━━ RECORDS FOR THIS TASK ━━

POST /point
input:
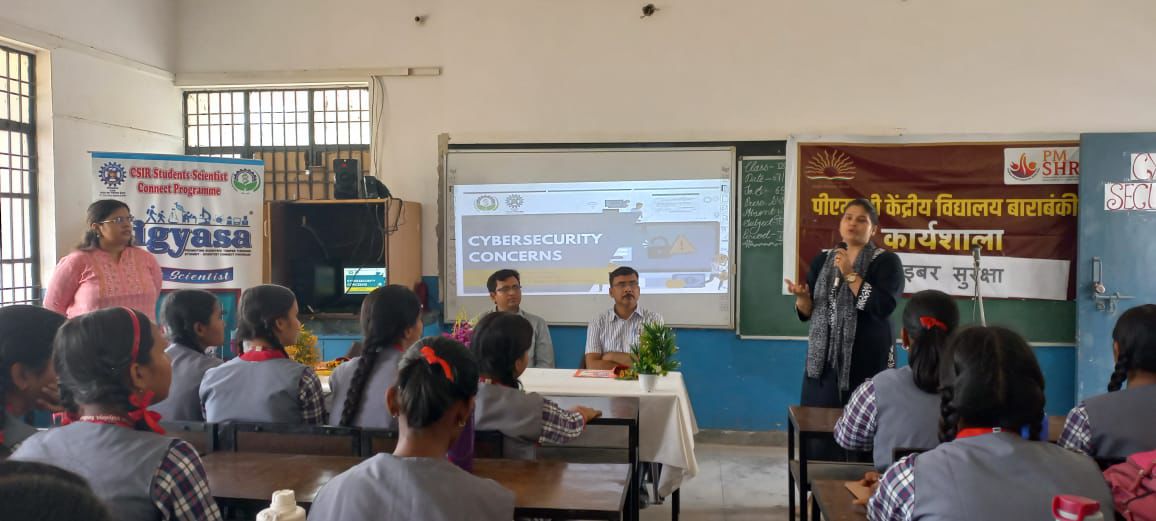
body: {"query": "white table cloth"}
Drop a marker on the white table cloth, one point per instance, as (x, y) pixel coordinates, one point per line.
(666, 421)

━━━

WORK TO BE COMPLETED: Return to the listing above and set it down exactly, leaving out its pictures.

SOLUTION TO THIS EXERCISE:
POST /point
input:
body: {"query": "white table cloth"}
Drop a marker on the white table cloth, one point per instance, as (x, y) pixel coordinates, one point per line.
(666, 421)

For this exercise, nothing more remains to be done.